=== INPUT DATA ===
===

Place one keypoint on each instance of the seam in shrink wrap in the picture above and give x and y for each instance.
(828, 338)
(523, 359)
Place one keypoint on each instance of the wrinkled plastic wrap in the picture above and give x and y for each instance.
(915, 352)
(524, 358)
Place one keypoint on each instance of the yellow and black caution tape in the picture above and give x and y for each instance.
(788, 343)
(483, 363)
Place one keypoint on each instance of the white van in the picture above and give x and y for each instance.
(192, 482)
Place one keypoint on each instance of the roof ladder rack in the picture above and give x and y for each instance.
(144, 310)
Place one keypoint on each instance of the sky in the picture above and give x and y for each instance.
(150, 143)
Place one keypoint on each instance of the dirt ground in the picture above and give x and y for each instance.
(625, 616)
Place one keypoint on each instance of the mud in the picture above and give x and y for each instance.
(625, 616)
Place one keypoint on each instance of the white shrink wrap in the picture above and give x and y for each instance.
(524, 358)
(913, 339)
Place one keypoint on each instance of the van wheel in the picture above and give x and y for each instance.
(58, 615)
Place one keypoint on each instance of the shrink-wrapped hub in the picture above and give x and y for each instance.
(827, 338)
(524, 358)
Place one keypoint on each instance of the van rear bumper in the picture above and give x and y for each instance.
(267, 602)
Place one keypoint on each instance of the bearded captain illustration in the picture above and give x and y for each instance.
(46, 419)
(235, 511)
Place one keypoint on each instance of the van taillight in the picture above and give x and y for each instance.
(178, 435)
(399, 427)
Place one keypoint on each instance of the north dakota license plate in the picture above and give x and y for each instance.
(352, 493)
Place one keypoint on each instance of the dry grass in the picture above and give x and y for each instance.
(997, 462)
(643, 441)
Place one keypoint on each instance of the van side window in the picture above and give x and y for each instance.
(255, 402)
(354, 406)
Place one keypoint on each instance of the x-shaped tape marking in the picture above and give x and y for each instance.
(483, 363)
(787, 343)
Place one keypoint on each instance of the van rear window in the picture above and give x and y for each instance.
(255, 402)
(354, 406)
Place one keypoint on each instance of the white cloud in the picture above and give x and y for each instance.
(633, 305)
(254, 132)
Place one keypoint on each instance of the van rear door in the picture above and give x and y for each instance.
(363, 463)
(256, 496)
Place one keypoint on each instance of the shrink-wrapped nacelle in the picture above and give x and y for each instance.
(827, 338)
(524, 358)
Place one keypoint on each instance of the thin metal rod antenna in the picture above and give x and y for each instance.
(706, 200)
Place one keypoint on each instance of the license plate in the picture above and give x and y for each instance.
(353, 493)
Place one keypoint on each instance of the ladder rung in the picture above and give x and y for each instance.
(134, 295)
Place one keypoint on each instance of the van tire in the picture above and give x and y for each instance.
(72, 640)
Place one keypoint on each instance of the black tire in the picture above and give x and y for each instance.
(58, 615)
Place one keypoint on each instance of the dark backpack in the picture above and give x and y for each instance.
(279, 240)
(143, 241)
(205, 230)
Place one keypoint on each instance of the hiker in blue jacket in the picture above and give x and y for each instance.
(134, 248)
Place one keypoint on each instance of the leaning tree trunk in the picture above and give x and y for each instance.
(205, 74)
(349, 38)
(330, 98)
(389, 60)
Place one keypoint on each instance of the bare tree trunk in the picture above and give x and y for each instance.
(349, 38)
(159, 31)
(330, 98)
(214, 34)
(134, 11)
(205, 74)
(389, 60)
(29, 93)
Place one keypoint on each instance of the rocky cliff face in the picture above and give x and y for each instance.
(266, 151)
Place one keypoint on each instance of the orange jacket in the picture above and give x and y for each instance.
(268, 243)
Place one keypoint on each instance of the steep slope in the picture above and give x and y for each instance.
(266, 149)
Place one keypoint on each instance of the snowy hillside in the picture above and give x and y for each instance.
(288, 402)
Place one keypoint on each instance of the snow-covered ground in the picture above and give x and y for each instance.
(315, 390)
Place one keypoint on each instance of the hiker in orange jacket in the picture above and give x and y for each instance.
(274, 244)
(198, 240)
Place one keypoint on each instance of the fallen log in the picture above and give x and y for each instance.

===

=== TASK INSTRUCTIONS ===
The whole listing above must be copied exactly.

=== FINAL ANSWER ===
Place one keypoint on each instance of the seam in shrink wrap in the picture above and give x and y for each instance.
(828, 338)
(523, 359)
Place one keypoint on each instance of the wrinkled plastic wrap in the picture above and give x and y for each instance.
(915, 352)
(524, 358)
Place one keypoint on each instance of the yellow and black caution tape in the picture above and give x and y for each instance.
(788, 343)
(483, 363)
Place one keypoint on each instance of the white van in the picture above and give x and y for each instance.
(192, 482)
Place one keypoint on each instance of the roof ladder rack in the picture above and give x and y for each instance.
(144, 310)
Place one keypoint on each instance of the sky in the picture above and give x and y for each instance.
(150, 143)
Place one keypoint on each instance of the dirt ground in the picture above and give x and y for each instance.
(625, 616)
Place one keypoint on each instance of the mud in the picture above and give x and y for each instance.
(625, 616)
Place one keypoint on each instance of the white shrink wrap in the picture above and give x and y for each instance.
(524, 358)
(913, 339)
Place one keypoint on each instance of the van wheel in the picture above and give x and y for each instance.
(58, 615)
Place one keypoint on each instance of the shrink-wrapped hub in the picture above and give x and y for each instance.
(827, 338)
(524, 358)
Place one keypoint on each instance of the van rear bumper in the picture above and give x and y for each instance.
(267, 602)
Place one keypoint on each instance of the bearded captain illustration in the picture above and give x and y for each instance.
(46, 419)
(235, 511)
Place one keypoint on each instance of the van taillight in the picture above and give x and y for each instance.
(178, 435)
(399, 427)
Place one keypoint on each instance of the north dakota license plate in the picture above and give x and y for each instance.
(352, 493)
Place one keypoint on each instance of the dry grass in the picture above and give x and y for each instance.
(997, 462)
(643, 441)
Place one keypoint on each instance of the van side window in the picture above and give x and y for each instance.
(255, 402)
(354, 406)
Place one keypoint on each instance of the x-shaped tape marking in the picture above and give x and y for each instance.
(483, 363)
(787, 343)
Place one keypoint on each instance of the van rear window in the picture above and give x and y for each instance.
(255, 402)
(354, 406)
Place one keypoint on each instance of the white cloud in the picture above and give x and y for each instance.
(633, 305)
(254, 132)
Place one keypoint on each instance of the van rear door in the picture above and give x and y for each instance.
(363, 463)
(256, 496)
Place one keypoint on each instance of the shrink-wrapped nacelle in the picture above and give x and y for each instance.
(827, 338)
(524, 358)
Place one keypoint on each instance of the thin metal rod antenna in the picture above and give x and y for each instance.
(706, 200)
Place one keypoint on each instance of the license plate in the picture above and give x and y for each instance.
(353, 493)
Place one keypoint on each instance of the ladder rung in the picture above and give x and y for each instance.
(134, 295)
Place one keypoint on each instance of the van tire in the picture above and give x and y for each instance.
(72, 640)
Place one keypoint on each instance of the black tire in the picture above and give x and y for each instance.
(58, 615)
Place one keypoint on each instance of the dark backpack in the picture above and give x and y for each instance.
(279, 240)
(143, 241)
(205, 230)
Place one keypoint on each instance of the hiker in blue jacket in the picture above and give x and y for each instance.
(134, 248)
Place one keypoint on each instance of the leaning tree trunk in the picture above and give x and y for each instance.
(205, 74)
(349, 38)
(330, 98)
(389, 60)
Place one keypoint on each instance of the bare tree trunk in the picture above and give x and y for each instance.
(349, 38)
(159, 31)
(330, 98)
(214, 34)
(134, 11)
(205, 74)
(389, 60)
(29, 93)
Place one keypoint on each instance of the rocky cliff face in the picture above and give x and y for each instance.
(266, 151)
Place one keypoint on each instance of the orange jacket in the picture above and give x and y for each instance.
(268, 243)
Place one keypoint on each instance of the steep slope in the picture above and give x and y for each instance.
(266, 149)
Place one keypoint on each instance of the snowy hillside in the picture above and give x and y for each instance.
(288, 402)
Place one keypoint on each instance of the snow-covered ground in the picture above and give x and y for each instance.
(315, 390)
Place one keypoint on each instance of the hiker in orange jacket in the picture above and give x and y for each instance.
(274, 244)
(198, 240)
Place one keypoint on each instance of the fallen log in the picture above and give x and y for each instance.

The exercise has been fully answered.